■ Task goal: Extract every line below that contains the string "tower". Reproduce each matching line verbatim, one per line.

■ Data excerpts:

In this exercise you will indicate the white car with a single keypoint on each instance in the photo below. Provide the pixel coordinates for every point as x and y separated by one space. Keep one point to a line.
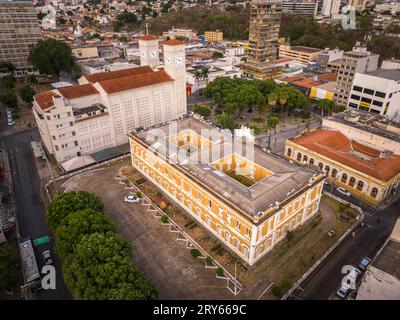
345 288
131 198
343 191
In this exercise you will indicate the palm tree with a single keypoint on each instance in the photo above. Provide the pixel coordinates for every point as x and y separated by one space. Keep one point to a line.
272 122
255 127
225 121
197 76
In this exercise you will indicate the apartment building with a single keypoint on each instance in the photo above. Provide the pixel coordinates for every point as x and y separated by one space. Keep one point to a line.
247 201
100 111
302 54
378 92
213 36
330 7
265 20
19 30
302 7
358 60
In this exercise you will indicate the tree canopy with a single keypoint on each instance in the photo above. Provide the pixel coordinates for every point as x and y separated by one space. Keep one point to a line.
51 56
101 269
9 266
70 202
78 224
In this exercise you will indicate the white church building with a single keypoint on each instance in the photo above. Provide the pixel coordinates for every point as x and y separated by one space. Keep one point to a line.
100 111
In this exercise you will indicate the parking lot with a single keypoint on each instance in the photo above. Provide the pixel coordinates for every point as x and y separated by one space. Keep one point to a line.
156 253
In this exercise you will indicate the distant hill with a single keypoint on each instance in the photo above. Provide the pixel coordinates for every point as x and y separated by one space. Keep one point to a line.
234 21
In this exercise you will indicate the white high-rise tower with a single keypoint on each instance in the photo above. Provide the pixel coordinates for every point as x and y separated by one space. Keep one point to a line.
149 52
175 65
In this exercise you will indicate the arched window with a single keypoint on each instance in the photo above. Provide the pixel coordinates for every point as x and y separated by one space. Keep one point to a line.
327 169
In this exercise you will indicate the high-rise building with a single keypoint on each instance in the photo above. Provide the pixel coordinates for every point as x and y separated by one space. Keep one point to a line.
19 31
358 60
303 7
265 20
330 7
359 5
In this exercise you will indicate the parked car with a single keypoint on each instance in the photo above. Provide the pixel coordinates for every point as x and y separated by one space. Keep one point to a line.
343 191
364 263
131 198
345 288
47 258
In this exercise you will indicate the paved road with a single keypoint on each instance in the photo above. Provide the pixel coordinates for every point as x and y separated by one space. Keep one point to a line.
324 281
278 140
30 209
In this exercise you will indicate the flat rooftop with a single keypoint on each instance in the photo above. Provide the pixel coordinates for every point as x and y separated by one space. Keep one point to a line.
253 181
366 121
386 74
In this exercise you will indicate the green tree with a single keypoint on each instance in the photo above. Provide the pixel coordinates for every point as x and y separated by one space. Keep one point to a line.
70 202
32 79
26 92
51 56
255 127
272 122
203 111
9 266
9 99
9 81
41 15
225 121
7 66
101 268
219 88
217 55
78 224
246 96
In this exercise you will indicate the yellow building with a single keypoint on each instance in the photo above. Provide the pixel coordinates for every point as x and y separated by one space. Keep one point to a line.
323 91
367 172
249 202
85 52
213 36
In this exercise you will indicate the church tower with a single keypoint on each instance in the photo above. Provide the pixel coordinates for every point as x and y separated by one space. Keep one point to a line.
149 54
175 65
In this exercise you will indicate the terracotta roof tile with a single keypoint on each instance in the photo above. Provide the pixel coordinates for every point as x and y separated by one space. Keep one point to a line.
117 74
44 99
135 81
173 42
78 91
148 37
336 146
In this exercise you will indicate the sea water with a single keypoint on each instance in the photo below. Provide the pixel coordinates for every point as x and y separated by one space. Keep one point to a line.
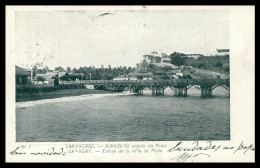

■ Correct output:
In this exercise you will indicate the white high-rise tower with a single keypoint on each instance in the photo above. Provide the pixel coordinates for every point as x and y separated by one space. Keep one point to a line.
In this exercise you will indicate the church tower with a single keypoint on each instance in the photo above. Provide the pixel coordinates for every point as x and y separated by one space. Keep one point to a line.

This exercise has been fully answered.